_Set exercise_: Reproduce each of the following rows verbatim, preserving every word and line break.

_Dataset content_:
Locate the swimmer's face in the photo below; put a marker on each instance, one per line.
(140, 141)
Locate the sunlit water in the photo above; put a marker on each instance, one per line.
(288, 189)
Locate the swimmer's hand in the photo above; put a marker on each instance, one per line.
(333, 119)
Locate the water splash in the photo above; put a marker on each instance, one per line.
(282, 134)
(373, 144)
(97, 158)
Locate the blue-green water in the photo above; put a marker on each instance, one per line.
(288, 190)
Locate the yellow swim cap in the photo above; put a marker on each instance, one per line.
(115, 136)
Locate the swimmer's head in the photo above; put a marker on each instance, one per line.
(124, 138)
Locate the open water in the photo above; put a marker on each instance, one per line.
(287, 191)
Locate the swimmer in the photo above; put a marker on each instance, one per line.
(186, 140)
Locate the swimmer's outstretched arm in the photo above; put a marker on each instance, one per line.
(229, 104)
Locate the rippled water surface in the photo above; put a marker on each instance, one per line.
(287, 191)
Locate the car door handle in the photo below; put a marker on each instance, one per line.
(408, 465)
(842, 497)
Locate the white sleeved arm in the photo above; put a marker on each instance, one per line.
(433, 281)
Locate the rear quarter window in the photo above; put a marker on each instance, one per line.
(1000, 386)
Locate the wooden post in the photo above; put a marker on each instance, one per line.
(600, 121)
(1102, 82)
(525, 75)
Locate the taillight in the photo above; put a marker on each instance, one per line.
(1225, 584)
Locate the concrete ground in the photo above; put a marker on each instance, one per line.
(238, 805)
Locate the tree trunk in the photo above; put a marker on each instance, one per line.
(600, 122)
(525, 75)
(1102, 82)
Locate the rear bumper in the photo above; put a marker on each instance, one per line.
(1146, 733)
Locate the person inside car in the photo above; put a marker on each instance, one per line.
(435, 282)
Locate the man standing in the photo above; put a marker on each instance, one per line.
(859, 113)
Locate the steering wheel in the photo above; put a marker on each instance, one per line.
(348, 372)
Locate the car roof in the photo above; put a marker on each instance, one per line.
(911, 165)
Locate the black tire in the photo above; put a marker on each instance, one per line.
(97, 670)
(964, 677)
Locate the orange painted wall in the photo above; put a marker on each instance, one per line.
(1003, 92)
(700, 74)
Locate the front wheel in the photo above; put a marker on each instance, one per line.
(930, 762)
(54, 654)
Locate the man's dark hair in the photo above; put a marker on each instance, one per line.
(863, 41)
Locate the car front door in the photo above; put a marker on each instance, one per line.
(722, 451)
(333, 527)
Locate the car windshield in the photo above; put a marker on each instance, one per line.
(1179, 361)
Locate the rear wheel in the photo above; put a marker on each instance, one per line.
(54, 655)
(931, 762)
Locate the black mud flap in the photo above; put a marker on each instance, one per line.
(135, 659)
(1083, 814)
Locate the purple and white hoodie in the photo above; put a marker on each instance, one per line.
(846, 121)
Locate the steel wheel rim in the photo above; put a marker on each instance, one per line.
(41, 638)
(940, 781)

_Solved problem_:
Locate the swimmer's face in the photo below; put a marker on each instance, one per line.
(140, 141)
Locate the sunlit water in the photo above; put a marker on each instance, one per line.
(288, 189)
Locate the swimmer's hand in the photo above; put a marker on each instance, one per line.
(333, 119)
Locate the water splash in the photo above; put a marker on each instance, one per line.
(282, 134)
(373, 144)
(97, 158)
Locate the blue-green water in the photo above; put a marker on each instance, one per line.
(288, 190)
Locate the yellow swim cap in the photo above; put a marker on each instance, one per line.
(115, 136)
Locate the swimmer's head in the photo above; put a marker on each instance, one per line.
(124, 138)
Locate the open water in the photo above; put a marker on each instance, one per line.
(287, 191)
Locate the swimmer in the photo above; put a marker on each instance, one per line.
(186, 140)
Locate the swimmer's outstretched arm in the photo above; put a marker on each instance, one per line.
(229, 104)
Locate the rippled water surface in the photo above; put a marker on each instance, one per line.
(287, 191)
Locate the car door handle in the photo below; put a marker on each instance, one per line.
(408, 465)
(842, 497)
Locate the white sleeved arm in the photo above; put a marker on each instance, one per line.
(433, 281)
Locate the rear quarter window in the photo above; put a marker on each instance, one per line.
(1000, 386)
Locate the wooden post in the photo above; put a marker on each instance, one per line.
(600, 121)
(1102, 82)
(525, 75)
Locate the taillight in the photo above; put a marker on each instance, one per line.
(1225, 584)
Locate the concrete ground in the photo above; put a marker on each instance, one per line.
(238, 805)
Locate the tree trunk in the photo above; put a marker on each instance, one per line.
(600, 122)
(525, 75)
(1102, 82)
Locate the rear bumper in the photo above; put a marker on each instance, one per line.
(1146, 733)
Locate the person inside car in the photo above; put a marker on each instance, one per line.
(435, 282)
Locate the man standing in the photo above; put a marker on each instance, one per line.
(859, 113)
Locate the steering wheel in the photo above; put a marker on each instance, one per line.
(348, 372)
Locate the car roof in the photo above; put a marker on each instance, one per line.
(911, 165)
Locate the black tire in the photo above; put a marker on each instance, one per line.
(97, 670)
(964, 677)
Locate the orange painted wall in the photo above; put a marker on each instance, one per line.
(1003, 92)
(700, 74)
Locate the front wheel in the photo above; put a marker on each instance, one per line.
(930, 762)
(54, 654)
Locate the man's dark hair in the photo above; put a marker on each instance, one per line.
(863, 41)
Locate the car front door in the photo above; put a marker on each instance, one per line.
(722, 451)
(333, 527)
Locate the car windshield in the photo above; put a marker on each instance, one per line.
(1179, 361)
Locate the rear wheel in the photo above; put a marker on each instance, one per line.
(54, 655)
(931, 762)
Locate the black mud flap in the photo above; put a marker on each instance, one per line.
(135, 659)
(1083, 814)
Locate the purple and white hoodie in the photo above; put a marker on each instance, one per line.
(846, 121)
Locate the steel wheel rim in the photo above; put a marker on each instance, one per line.
(41, 638)
(940, 781)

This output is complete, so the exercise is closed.